Exercise objective:
Please list every line of the data below that contains the word "distant". Case counts, so include only lines where the string matches exactly in upper and lower case.

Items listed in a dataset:
* * * * * * *

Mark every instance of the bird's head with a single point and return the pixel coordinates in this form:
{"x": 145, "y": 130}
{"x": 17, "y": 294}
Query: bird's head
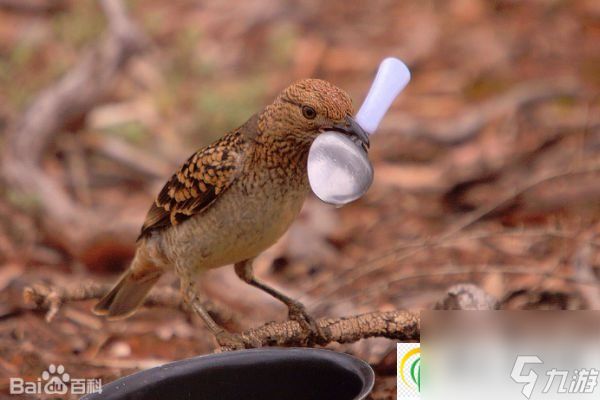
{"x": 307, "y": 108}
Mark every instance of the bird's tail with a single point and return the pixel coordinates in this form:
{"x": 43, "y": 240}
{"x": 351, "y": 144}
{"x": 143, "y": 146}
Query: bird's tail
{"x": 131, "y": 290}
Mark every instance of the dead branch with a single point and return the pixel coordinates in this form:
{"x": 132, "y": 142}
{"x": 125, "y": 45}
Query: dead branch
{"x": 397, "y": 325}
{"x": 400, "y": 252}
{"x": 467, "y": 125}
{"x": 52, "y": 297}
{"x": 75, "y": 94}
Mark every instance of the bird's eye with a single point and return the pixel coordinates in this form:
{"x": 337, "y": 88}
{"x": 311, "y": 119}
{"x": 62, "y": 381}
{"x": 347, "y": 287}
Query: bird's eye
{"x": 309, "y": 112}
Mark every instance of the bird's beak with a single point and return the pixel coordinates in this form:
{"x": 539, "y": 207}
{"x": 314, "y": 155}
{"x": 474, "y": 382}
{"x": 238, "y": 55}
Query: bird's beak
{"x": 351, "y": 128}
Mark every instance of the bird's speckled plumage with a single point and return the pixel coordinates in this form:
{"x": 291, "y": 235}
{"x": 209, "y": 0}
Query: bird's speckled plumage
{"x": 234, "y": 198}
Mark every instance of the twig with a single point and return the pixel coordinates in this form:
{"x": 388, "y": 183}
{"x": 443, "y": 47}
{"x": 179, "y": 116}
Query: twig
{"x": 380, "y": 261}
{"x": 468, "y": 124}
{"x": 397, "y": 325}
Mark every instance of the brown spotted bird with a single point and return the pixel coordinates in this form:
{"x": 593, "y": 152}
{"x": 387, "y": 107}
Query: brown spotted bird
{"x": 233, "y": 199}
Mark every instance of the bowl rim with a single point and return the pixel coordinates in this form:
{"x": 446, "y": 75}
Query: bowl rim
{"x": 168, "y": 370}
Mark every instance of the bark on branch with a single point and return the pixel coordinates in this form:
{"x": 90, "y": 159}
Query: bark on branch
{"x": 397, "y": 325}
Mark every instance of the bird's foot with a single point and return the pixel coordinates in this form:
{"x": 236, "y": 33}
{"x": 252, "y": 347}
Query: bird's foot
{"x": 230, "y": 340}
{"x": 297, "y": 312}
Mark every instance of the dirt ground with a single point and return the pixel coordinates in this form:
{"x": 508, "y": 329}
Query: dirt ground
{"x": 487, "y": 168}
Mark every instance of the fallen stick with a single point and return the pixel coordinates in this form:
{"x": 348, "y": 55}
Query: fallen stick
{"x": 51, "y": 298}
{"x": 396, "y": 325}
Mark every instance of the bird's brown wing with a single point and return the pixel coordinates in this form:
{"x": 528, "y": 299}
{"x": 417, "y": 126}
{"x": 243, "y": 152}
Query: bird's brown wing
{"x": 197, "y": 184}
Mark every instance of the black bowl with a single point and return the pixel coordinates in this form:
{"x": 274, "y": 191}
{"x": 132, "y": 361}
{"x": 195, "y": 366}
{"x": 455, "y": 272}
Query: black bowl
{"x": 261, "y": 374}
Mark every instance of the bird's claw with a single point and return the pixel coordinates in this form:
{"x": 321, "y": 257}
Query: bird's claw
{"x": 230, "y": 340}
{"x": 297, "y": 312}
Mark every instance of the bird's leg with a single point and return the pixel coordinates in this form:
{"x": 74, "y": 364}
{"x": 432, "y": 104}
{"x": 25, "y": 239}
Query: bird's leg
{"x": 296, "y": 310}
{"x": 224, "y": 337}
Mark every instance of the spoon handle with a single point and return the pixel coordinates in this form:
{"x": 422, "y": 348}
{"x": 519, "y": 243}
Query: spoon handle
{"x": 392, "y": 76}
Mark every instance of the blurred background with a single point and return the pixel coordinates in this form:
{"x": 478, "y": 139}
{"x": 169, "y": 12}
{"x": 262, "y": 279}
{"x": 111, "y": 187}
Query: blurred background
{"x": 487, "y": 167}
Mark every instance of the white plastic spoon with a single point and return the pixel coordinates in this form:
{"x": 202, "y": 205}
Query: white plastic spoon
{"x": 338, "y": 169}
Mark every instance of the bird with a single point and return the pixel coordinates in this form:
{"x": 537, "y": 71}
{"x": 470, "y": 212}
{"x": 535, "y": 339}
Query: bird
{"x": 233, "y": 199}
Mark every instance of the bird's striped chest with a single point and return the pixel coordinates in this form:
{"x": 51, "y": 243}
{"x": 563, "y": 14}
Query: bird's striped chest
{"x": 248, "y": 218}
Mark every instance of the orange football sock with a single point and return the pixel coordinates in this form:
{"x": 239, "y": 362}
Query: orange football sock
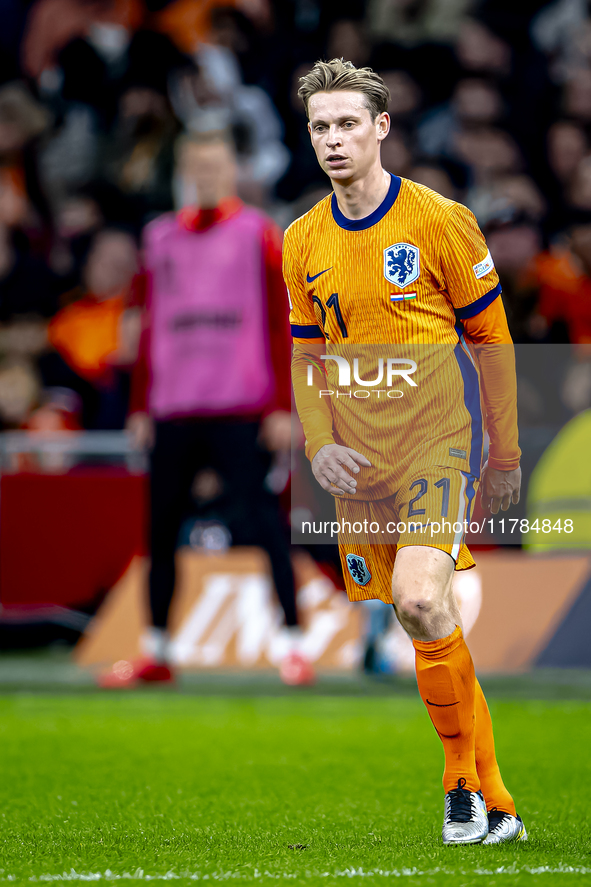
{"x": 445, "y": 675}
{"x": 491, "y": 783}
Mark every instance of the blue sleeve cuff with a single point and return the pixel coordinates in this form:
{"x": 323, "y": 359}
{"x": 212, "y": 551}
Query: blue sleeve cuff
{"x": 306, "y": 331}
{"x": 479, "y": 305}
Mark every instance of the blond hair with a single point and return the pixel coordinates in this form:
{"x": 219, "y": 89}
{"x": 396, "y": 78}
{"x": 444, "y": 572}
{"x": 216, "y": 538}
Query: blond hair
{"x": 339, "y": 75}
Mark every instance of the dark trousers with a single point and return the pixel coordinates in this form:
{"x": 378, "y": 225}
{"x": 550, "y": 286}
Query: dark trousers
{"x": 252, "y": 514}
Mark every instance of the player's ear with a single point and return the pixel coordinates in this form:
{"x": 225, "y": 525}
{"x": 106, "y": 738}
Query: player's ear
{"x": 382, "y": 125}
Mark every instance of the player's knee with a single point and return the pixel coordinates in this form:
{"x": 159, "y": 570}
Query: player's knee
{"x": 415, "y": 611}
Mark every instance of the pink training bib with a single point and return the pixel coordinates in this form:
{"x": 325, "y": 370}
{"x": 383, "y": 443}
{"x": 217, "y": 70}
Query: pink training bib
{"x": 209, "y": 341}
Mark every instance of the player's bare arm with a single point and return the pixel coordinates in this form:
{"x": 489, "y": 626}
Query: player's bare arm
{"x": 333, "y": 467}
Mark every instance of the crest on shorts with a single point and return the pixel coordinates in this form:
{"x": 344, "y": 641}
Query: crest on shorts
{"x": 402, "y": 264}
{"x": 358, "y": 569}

* * * * * * *

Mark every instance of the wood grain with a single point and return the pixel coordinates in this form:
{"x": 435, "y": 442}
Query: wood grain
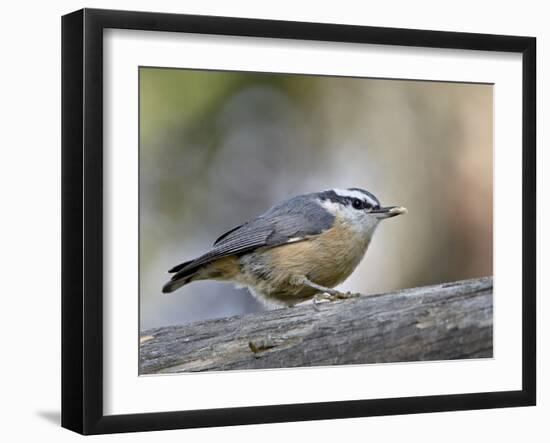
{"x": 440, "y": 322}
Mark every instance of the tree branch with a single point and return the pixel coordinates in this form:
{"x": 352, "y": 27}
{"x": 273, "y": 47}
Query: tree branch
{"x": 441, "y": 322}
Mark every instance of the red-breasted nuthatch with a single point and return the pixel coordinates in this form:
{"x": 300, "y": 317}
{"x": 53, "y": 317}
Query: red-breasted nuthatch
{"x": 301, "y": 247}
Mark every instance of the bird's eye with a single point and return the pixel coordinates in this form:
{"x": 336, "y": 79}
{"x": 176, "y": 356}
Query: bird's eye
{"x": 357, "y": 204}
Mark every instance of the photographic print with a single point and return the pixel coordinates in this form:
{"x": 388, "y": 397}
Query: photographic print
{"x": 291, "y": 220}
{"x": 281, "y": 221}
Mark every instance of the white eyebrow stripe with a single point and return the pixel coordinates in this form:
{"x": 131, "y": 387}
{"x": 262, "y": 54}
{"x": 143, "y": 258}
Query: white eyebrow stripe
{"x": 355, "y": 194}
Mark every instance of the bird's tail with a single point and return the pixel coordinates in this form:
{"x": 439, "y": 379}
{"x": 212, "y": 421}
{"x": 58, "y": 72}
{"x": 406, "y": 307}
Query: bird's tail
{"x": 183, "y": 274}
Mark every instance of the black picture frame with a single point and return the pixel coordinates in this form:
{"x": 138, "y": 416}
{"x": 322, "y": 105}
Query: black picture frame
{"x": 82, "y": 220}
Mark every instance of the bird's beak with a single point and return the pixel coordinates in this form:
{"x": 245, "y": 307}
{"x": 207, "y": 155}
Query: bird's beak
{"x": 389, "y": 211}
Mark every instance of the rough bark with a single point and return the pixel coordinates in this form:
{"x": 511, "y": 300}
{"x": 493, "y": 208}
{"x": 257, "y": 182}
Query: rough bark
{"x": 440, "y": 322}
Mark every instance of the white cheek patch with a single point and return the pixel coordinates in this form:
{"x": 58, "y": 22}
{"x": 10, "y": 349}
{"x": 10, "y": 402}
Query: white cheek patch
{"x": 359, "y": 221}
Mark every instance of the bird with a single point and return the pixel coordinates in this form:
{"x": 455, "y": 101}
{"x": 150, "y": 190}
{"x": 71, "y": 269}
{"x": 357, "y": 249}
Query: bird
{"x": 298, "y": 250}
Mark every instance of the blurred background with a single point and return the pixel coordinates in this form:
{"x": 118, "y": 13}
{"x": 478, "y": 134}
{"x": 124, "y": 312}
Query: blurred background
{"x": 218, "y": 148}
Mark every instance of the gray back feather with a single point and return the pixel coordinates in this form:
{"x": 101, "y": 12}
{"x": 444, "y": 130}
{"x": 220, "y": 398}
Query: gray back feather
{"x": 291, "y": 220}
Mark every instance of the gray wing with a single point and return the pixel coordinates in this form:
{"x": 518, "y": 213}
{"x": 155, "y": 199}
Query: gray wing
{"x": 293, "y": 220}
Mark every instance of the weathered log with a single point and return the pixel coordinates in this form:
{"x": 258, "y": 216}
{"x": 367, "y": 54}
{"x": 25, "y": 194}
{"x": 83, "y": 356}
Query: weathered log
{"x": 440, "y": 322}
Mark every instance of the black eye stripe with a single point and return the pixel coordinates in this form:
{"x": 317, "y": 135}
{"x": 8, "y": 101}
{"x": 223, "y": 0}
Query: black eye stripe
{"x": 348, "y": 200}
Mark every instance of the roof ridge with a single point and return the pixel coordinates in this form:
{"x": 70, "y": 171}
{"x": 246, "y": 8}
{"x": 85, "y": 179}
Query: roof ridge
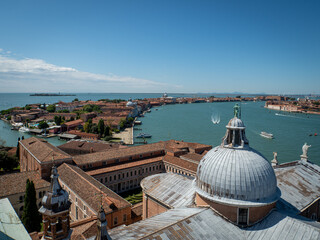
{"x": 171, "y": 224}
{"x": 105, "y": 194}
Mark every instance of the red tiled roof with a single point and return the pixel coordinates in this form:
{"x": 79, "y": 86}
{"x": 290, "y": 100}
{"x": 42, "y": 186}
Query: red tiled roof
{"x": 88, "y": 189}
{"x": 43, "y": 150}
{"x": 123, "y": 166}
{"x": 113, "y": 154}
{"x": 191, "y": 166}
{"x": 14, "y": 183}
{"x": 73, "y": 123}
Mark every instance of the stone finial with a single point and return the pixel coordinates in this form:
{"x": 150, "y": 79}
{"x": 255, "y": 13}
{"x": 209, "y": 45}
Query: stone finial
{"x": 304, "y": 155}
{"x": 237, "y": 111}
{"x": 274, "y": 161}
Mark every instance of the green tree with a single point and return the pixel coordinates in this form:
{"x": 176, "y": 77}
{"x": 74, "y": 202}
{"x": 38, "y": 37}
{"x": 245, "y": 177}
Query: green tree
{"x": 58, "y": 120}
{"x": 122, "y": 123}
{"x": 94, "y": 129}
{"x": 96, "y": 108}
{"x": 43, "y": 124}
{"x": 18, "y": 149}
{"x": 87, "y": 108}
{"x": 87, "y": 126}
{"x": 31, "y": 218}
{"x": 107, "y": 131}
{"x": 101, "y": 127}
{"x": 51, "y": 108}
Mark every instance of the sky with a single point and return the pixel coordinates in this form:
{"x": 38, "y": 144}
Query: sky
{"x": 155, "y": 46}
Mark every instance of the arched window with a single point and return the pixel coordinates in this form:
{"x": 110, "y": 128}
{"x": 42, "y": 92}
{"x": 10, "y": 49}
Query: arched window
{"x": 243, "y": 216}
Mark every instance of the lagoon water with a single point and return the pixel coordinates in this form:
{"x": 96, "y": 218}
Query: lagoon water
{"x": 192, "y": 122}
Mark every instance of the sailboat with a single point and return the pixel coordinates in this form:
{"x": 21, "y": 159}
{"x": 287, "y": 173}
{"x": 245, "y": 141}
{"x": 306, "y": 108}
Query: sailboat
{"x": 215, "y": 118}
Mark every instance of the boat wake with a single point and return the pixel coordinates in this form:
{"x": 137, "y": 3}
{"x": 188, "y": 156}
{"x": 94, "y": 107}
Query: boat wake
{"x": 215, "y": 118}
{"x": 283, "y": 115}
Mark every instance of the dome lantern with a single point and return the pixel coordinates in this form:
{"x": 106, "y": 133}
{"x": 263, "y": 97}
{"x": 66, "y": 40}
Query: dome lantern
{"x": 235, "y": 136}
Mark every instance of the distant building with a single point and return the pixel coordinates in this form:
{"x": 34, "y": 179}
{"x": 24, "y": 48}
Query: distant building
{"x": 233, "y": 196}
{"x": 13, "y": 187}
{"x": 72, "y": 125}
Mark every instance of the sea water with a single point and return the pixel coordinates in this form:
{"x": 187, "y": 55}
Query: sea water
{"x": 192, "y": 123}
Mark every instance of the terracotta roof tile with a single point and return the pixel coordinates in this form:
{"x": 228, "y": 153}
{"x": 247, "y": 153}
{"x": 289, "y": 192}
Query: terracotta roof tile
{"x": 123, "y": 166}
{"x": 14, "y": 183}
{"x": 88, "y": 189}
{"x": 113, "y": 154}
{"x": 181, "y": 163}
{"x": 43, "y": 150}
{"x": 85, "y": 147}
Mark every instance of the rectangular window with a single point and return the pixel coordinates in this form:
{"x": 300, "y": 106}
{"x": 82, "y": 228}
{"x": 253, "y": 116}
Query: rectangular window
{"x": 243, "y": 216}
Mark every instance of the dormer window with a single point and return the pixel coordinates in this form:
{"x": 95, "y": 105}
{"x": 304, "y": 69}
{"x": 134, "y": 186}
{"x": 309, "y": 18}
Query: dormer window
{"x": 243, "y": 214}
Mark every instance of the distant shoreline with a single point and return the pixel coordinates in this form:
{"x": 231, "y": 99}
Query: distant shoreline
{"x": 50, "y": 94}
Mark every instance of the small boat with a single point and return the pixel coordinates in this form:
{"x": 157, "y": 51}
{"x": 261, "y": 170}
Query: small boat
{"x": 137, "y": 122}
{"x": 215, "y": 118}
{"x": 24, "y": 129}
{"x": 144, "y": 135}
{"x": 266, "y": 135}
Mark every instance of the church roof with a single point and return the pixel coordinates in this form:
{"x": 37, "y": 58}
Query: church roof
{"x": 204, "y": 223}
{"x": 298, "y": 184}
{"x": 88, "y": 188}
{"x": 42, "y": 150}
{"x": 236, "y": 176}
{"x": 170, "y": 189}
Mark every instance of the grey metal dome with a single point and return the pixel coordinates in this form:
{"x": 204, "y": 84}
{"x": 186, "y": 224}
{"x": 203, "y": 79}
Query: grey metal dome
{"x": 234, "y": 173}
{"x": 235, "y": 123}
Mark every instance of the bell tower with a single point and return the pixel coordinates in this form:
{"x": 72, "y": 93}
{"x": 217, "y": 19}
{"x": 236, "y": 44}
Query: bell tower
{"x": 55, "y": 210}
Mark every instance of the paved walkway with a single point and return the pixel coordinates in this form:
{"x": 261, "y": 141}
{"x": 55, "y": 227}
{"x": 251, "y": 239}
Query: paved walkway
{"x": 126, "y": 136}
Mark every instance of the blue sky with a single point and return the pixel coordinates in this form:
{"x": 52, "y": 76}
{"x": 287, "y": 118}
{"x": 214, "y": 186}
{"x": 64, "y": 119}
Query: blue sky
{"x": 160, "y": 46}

* * * * * * *

Answer in full:
Mark every instance of the distant building with a single point and return the pixel coordinates in this form:
Query: distant building
Mark every instance of the distant shoreline with a single point and return the pixel coordinates in this form:
Query: distant shoreline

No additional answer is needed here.